Tâches à réaliser =
- 1) Dans l'extrait sur l'enseignement en Tunisie, quelle répartition des élèves la loi 2008 fixait-elle comme objectif, et pour quelle année ?
- 2) Recopiez à l'identique le segment de l'extrait sur l'enseignement en Tunisie qui va de "Ne faut-il pas" à "volonté politique existe.".
- 3) Poursuivez la rédaction de l'extrait sur l'enseignement en Tunisie à partir de sa dernière phrase.

Passage cité =
========================================

D’ailleurs la loi 2008, qui était les résultante d’une large consertation nationale avec les participation de tous les partis sans exception aucune , de l’UGTT, de l’UTICA… et qui avait pour objectif de rentabiliser le système éducatif en diminuant le taux d’échec d’abandon scolaire qui coutait 600 millions de dinars en 2007-2008, de valoriser la formation professionnelle qui devrait être un choix préférentiel devant sa forte employabilité, de créer un bac professionnel pour ouvrir les horizons à ceux qui le méritent, de décongestionner les espaces universitaires en vue de s’occuper de l’enseignement de qualité, en améliorant le taux d’encadrement, la production scientifique… Il n’est pas acceptable que l’université tunisienne de 2018 manque encore des encadreurs de PFE ou de thèses de doctorat dans certains filières où le professeur prend en charge jusqu’à 30 étudiants à encadrer.
Ne faut-il pas passer en application la loi 2008 qui a fixé comme objectif d’orienter 50% des élèves vers la formation professionnelle et 50% vers l’enseignement classique, objectif qui devrait être atteint en 2015 ; mais ce n’est jamais trop tard si la volonté politique existe.
3. La coopération internationale constitue un choix fondamental pour la qualité de la formation des ressources humaines, l’image de marque de la Tunisie était excellente auprès des instances internationales: européens, africains, arabo-musulmans etc…, les enseignants tunisiens, les chercheurs, leurs résultats de recherche ont honoré le pays là où ils sont installés; des milliers de nos enseignants chercheurs à l’étranger ont manifesté un patriotisme exceptionnel en ayant accepté de participer à l’encadrement des étudiants, en Tunisie, sans conditions, aucune et ont ouvert leur laboratoires de recherche à l’étranger aux jeunes tunisiens.

========================================

Liste des lignes =
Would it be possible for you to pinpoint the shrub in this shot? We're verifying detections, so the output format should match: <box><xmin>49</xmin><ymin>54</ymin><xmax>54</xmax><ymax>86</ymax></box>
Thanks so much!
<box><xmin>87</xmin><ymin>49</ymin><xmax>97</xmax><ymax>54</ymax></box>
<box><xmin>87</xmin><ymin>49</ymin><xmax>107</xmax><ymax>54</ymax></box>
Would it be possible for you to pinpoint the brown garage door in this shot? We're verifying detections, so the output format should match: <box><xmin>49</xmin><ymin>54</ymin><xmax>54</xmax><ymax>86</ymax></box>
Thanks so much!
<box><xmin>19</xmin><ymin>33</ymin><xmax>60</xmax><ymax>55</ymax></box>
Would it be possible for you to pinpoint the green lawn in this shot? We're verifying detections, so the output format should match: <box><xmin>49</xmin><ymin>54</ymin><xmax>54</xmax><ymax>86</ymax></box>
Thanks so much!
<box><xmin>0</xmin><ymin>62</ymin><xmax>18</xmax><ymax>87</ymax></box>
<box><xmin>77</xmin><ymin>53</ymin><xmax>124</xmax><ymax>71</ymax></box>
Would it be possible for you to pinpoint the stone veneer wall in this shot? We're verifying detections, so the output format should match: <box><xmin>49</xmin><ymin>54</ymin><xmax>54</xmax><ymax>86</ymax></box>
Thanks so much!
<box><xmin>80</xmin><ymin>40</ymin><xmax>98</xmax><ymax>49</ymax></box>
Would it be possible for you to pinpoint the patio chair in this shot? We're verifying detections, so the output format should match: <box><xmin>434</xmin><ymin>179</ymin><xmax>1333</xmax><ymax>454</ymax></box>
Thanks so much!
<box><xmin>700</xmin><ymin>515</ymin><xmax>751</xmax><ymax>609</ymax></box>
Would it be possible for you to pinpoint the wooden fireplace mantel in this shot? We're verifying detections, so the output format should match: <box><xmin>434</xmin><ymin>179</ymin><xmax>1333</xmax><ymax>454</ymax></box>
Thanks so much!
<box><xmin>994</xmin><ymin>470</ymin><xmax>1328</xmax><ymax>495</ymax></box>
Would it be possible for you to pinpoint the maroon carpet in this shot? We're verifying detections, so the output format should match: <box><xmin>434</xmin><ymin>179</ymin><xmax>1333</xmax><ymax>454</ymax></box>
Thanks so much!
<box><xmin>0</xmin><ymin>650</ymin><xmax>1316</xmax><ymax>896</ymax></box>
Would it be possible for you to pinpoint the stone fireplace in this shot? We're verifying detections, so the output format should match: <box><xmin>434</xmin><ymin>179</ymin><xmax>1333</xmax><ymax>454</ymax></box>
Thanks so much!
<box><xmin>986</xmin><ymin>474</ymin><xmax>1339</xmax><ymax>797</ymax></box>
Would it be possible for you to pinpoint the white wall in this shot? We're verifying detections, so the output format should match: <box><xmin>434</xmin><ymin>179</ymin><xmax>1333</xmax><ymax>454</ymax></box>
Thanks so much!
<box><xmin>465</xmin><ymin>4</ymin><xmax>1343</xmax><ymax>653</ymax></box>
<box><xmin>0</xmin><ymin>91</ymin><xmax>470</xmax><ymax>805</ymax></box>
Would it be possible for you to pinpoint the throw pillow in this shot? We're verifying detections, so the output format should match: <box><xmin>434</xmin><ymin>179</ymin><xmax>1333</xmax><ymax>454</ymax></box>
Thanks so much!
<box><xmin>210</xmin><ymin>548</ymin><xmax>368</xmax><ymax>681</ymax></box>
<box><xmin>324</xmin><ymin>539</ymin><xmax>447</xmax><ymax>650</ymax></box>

========================================

Les réponses =
- 1) 50 % des élèves vers la formation professionnelle et 50 % vers l'enseignement classique, objectif à atteindre en 2015.

- 2)
Ne faut-il pas passer en application la loi 2008 qui a fixé comme objectif d’orienter 50% des élèves vers la formation professionnelle et 50% vers l’enseignement classique, objectif qui devrait être atteint en 2015 ; mais ce n’est jamais trop tard si la volonté politique existe.

- 3)
Avons-nous continué à profiter de la coopération internationale?
Avons-nous su entretenir nos relations avec nos compétences à l’étranger?
Avons-nous prospecté les besoins des pays euro-méditerranéens dans certains secteurs et notamment celui du paramédical à titre d’exemple avant d’interdire aux secteurs privés d’inscrire des étudiants dans ces spécialités; sommes-nous conscients que le marché de l’emploi en Tunisie est de plus en plus petit et que notre salut est dans l’exportation d’une main d’œuvre qualifiée par le biais de la formation professionnelle.
Avons-nous continué à participer aux programmes de recherche développement de l’Union européenne en adoptant les mesures prises le 9 mai 2005 qui mettaient le chercheur tunisien au même niveau que l’européen ?
Où sommes-nous dans la concrétisation du programme des technopôles : Jendouba – Bizerte – Sidi Thabet – Borj Cedria- El Ghazala – Monastir – Sousse– Gafsa – Boughrara (Médenine) et le technopôle multifocale des produits de la mer autours de l’institut de Salamboo.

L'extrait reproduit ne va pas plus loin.